Collected data
☆ ☆ ☆ ☆ ☆
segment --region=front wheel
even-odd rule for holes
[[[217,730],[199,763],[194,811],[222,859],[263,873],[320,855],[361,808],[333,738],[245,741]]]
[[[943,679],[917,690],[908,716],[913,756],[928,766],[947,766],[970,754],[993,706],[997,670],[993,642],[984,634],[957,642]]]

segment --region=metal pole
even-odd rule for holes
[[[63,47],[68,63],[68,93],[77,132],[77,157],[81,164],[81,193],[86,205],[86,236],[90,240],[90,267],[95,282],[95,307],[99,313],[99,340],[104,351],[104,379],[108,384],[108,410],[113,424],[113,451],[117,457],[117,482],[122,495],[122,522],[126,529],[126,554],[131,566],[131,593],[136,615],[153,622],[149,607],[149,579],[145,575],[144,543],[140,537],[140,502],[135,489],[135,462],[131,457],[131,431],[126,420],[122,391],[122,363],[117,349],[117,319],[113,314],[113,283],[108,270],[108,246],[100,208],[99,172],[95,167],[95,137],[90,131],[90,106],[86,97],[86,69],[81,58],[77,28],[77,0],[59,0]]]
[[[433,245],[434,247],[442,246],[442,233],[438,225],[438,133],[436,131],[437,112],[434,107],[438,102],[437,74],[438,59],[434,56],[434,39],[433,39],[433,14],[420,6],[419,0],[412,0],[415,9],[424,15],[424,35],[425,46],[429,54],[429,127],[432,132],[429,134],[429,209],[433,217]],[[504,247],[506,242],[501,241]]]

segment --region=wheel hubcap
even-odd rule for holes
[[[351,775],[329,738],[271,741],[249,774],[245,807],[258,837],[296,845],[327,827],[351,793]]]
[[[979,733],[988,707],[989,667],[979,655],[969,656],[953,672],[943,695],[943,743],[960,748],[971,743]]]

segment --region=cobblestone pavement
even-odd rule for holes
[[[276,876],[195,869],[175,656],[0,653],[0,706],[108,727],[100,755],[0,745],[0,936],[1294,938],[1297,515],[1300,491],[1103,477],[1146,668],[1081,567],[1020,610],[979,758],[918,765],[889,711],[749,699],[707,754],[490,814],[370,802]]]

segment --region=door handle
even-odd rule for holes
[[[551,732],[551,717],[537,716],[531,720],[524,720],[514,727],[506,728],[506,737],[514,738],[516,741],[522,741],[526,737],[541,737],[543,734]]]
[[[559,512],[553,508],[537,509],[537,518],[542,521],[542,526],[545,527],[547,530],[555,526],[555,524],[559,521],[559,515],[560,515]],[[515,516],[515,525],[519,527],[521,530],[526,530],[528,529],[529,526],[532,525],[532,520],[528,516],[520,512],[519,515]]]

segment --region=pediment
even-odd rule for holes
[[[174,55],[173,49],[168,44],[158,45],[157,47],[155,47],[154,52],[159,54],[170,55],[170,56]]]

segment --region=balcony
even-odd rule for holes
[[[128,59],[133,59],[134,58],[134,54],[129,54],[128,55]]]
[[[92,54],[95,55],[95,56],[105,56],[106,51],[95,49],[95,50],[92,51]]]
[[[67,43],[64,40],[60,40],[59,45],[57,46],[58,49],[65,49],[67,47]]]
☆ ☆ ☆ ☆ ☆
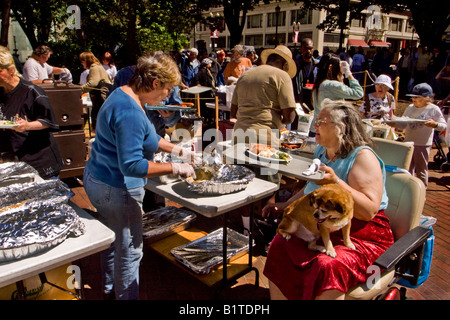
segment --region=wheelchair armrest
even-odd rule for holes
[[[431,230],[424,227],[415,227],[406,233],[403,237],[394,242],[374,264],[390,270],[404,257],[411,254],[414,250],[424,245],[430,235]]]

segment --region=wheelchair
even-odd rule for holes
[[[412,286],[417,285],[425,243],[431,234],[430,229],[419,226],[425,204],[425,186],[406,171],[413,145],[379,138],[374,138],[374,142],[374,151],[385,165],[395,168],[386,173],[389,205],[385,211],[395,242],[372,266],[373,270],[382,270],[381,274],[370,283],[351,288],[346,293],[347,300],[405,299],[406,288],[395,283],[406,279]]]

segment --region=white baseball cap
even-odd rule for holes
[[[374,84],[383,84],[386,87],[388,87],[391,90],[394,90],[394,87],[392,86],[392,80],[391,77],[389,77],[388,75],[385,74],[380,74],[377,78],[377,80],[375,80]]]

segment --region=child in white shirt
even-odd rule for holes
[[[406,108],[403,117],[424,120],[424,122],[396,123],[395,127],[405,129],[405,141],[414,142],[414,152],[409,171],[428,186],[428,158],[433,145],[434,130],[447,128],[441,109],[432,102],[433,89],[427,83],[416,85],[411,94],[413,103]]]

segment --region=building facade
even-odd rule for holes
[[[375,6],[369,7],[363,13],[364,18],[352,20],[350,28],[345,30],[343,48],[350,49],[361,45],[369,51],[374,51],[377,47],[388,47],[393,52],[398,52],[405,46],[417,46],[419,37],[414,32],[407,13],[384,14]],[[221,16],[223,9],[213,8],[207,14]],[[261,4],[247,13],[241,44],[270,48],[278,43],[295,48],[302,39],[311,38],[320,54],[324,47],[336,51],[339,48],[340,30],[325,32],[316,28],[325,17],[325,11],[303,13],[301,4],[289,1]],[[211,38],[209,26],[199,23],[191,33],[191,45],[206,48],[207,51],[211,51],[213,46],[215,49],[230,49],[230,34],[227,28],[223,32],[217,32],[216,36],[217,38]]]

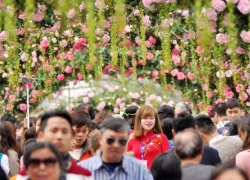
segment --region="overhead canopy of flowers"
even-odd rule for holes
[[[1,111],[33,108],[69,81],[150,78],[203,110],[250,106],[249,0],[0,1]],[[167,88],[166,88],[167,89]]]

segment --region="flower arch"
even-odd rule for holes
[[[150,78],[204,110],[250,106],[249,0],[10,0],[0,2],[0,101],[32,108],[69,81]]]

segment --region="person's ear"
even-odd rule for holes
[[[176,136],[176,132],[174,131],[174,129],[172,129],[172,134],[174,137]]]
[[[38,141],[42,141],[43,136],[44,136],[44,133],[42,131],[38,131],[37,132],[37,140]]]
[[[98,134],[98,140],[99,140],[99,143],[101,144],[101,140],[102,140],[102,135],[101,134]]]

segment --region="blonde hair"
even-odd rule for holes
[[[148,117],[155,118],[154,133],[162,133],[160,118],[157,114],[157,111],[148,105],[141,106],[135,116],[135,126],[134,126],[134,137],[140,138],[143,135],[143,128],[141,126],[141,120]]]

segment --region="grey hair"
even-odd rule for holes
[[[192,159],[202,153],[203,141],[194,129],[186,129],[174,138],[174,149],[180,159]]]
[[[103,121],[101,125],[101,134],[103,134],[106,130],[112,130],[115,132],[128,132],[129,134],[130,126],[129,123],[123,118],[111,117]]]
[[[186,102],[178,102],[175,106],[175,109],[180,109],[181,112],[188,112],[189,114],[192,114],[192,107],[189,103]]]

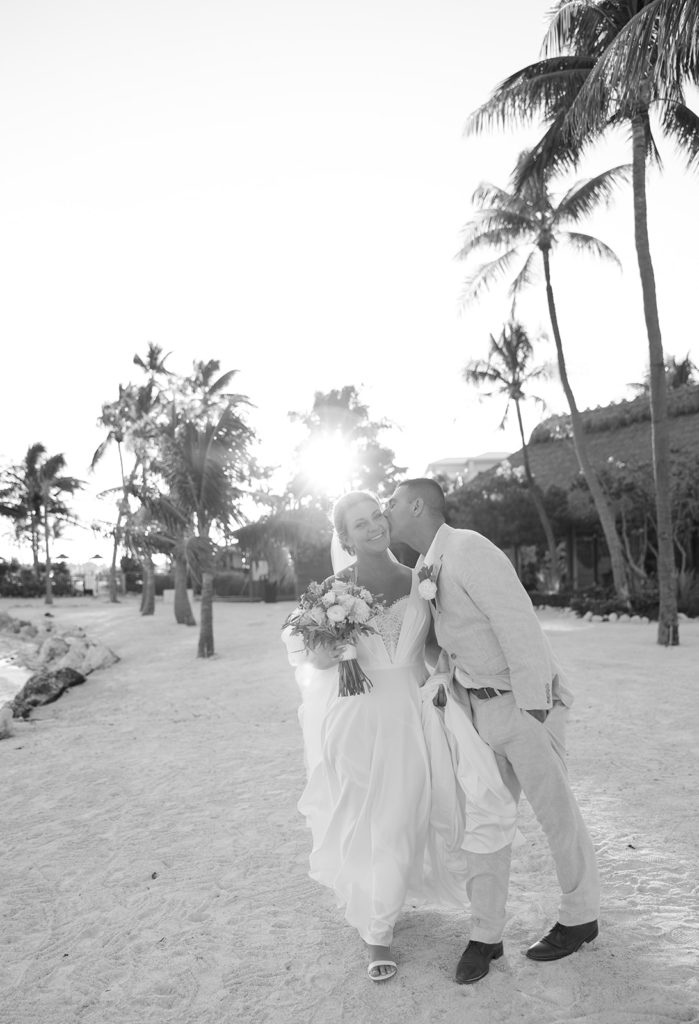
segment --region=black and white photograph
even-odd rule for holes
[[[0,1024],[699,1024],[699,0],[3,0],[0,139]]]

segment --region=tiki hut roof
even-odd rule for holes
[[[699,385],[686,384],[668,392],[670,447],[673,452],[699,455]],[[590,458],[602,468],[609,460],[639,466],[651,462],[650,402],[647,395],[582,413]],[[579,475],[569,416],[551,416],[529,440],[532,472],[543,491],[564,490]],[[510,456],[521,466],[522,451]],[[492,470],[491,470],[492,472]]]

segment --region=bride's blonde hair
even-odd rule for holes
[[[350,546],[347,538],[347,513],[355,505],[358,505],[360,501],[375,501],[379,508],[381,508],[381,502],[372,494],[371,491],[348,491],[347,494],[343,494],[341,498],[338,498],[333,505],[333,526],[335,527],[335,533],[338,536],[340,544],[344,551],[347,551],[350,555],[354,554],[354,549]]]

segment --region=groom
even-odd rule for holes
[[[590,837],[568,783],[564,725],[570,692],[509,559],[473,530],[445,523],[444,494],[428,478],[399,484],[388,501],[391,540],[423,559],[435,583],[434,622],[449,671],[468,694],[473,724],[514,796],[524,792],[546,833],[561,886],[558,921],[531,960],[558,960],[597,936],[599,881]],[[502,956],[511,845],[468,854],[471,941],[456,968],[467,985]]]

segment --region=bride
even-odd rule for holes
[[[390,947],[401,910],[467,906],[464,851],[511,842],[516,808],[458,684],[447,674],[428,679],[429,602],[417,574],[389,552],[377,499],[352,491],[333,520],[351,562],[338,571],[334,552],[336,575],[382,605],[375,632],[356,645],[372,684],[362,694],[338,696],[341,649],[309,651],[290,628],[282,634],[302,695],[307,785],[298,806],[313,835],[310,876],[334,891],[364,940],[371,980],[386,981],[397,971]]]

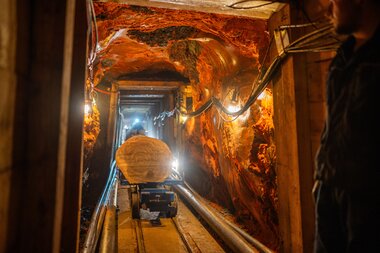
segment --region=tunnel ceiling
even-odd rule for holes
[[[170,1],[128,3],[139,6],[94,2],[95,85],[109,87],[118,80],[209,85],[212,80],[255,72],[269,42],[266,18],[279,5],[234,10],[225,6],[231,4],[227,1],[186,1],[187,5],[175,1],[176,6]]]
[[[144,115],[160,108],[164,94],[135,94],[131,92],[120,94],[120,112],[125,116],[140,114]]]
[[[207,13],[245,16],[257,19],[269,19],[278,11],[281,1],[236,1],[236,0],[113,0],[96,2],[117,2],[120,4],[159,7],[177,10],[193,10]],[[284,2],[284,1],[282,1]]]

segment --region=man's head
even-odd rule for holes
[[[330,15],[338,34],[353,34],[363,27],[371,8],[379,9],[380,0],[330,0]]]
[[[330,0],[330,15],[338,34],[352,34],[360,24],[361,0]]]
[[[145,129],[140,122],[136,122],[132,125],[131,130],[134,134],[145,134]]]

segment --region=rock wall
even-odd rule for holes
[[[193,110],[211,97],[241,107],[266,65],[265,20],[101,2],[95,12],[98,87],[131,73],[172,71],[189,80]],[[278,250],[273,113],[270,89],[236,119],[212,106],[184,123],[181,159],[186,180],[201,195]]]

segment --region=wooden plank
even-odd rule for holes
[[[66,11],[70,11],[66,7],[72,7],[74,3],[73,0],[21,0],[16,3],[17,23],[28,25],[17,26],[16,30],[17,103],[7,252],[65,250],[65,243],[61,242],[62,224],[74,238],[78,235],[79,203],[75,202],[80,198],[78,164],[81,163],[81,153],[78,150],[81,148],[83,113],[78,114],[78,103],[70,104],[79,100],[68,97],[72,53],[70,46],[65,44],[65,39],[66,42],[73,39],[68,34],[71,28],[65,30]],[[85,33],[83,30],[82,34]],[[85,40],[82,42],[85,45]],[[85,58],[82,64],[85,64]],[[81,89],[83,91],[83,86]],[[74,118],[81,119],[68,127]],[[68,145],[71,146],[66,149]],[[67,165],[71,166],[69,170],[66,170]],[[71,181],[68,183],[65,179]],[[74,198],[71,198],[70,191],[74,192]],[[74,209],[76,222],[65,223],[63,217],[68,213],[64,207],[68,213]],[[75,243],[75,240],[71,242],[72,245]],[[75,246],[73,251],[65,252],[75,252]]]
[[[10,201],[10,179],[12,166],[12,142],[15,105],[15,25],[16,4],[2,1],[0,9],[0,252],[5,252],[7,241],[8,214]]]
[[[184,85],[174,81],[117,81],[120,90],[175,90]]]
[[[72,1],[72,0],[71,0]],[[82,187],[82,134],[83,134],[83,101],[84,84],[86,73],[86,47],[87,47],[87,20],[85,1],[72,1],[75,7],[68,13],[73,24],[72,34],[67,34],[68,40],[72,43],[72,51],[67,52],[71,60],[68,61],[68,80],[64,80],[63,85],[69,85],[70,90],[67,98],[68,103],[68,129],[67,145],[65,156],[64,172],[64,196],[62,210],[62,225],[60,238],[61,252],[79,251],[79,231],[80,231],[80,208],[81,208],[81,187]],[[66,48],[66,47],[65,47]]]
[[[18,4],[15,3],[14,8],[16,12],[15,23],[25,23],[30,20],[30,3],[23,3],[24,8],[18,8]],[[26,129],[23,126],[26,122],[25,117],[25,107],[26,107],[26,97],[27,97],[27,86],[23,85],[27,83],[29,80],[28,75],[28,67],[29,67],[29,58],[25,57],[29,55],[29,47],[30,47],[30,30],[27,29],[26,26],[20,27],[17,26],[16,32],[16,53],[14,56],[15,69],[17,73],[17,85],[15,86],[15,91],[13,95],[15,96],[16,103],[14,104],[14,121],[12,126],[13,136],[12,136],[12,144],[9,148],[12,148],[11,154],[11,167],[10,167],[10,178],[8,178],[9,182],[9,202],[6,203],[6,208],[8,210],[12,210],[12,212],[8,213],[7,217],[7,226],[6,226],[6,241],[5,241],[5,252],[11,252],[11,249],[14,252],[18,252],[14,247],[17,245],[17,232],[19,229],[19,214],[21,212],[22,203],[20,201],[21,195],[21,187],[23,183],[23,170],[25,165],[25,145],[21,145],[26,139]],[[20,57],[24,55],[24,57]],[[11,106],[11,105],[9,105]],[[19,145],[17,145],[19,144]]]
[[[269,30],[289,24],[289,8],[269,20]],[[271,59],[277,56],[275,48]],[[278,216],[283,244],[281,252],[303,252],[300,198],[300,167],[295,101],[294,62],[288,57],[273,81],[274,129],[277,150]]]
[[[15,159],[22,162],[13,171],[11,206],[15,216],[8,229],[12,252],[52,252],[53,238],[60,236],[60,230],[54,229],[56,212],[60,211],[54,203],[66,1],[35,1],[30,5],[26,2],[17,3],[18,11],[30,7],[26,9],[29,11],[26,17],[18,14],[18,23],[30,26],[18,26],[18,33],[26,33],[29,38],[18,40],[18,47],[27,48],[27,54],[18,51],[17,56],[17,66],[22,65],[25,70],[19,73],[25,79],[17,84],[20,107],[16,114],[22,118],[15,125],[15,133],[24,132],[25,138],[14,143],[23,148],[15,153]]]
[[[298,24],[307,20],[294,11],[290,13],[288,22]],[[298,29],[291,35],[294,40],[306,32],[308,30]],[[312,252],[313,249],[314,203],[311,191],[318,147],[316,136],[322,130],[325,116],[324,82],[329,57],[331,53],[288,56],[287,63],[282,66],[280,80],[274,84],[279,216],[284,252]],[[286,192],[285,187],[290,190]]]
☆ ☆ ☆ ☆ ☆
- Activity -
Quote the data above from the line containing "segment --region=front wheel" to the line containing "segment --region=metal pole", inclusive, and stop.

- Task response -
segment --region=front wheel
even-odd rule for holes
[[[217,730],[199,763],[194,811],[222,859],[263,873],[320,855],[361,808],[333,738],[245,741]]]
[[[943,679],[917,690],[908,716],[913,756],[928,766],[947,766],[970,754],[993,706],[997,670],[993,642],[984,634],[957,642]]]

segment --region=metal pole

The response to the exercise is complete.